**Your instructions**
Every line of the data, first to last, must be written out unchanged.

**Input material**
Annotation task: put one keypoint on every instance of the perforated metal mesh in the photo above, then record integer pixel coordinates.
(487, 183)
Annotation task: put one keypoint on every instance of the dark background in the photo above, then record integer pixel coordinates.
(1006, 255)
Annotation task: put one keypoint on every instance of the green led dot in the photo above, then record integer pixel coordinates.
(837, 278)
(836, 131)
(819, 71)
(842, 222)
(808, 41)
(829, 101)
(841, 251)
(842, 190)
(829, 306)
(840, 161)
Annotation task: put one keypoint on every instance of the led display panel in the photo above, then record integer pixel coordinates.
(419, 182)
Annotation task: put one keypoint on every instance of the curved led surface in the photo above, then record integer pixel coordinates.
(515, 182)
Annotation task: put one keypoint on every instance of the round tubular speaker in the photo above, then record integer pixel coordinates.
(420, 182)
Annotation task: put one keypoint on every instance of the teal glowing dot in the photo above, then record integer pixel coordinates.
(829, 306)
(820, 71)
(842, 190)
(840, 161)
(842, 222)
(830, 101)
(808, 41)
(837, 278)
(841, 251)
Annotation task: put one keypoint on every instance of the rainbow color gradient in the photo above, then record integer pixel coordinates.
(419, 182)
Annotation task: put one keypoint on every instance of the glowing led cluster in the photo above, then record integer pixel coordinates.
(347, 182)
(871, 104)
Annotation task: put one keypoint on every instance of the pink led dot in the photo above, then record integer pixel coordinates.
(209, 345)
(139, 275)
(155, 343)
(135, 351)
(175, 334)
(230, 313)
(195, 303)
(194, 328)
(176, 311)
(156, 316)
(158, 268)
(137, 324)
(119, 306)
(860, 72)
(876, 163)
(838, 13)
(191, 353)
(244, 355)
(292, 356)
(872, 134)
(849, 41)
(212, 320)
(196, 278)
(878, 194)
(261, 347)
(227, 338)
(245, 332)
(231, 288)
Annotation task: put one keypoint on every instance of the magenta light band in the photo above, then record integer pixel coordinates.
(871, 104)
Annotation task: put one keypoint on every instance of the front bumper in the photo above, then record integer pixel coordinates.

**Completed exercise**
Annotation task: put one keypoint on every instance of the perforated metal mesh in the photo above, then record integer pixel coordinates.
(487, 183)
Annotation task: put one keypoint on every instance of the dark background in the photo above, then record integer pixel coordinates.
(1006, 255)
Annotation task: put one keypoint on every instance of the green led dot in the photo above, then record integer pixel coordinates.
(837, 278)
(836, 131)
(819, 71)
(842, 222)
(808, 41)
(829, 101)
(841, 251)
(842, 190)
(829, 306)
(840, 161)
Annotation task: put one keypoint on every instance of the led display panel in the photo above, then record integer pixel coordinates.
(419, 182)
Annotation task: put one keypoint on every instance of the curved led surface in the photo above, then record integer pixel coordinates.
(515, 182)
Annotation task: put one keypoint on every instance of the round tubular speaker in the photo above, then record integer pixel coordinates.
(420, 182)
Annotation task: put one keypoint on every instance of the teal glowing dot in the photo above, then record integer pixel coordinates.
(829, 306)
(820, 71)
(842, 190)
(840, 161)
(842, 222)
(830, 101)
(808, 41)
(837, 278)
(841, 251)
Annotation task: put one keypoint on every instance of the rainbow color gradient in the photo above, then record integer pixel coordinates.
(419, 182)
Annotation task: put one keypoint on every instance of the glowing led cluster in the photo above, then record integer pixel coordinates.
(347, 182)
(871, 104)
Annotation task: put one keypoint on every instance of the pink led dot in the photo above, then record integer pixel coordinates.
(209, 345)
(139, 275)
(155, 343)
(135, 351)
(175, 334)
(230, 313)
(195, 303)
(194, 328)
(176, 311)
(156, 316)
(158, 268)
(137, 324)
(119, 306)
(860, 72)
(876, 163)
(838, 13)
(191, 353)
(244, 355)
(292, 356)
(872, 134)
(849, 41)
(212, 320)
(196, 278)
(878, 194)
(261, 347)
(227, 338)
(245, 332)
(231, 288)
Annotation task: put one keypoint on every instance of the magenta light band in the photo above, then record integer pixel coordinates.
(871, 104)
Annotation task: put one keypoint on every instance of the front bumper in the photo above, then record integer pixel coordinates.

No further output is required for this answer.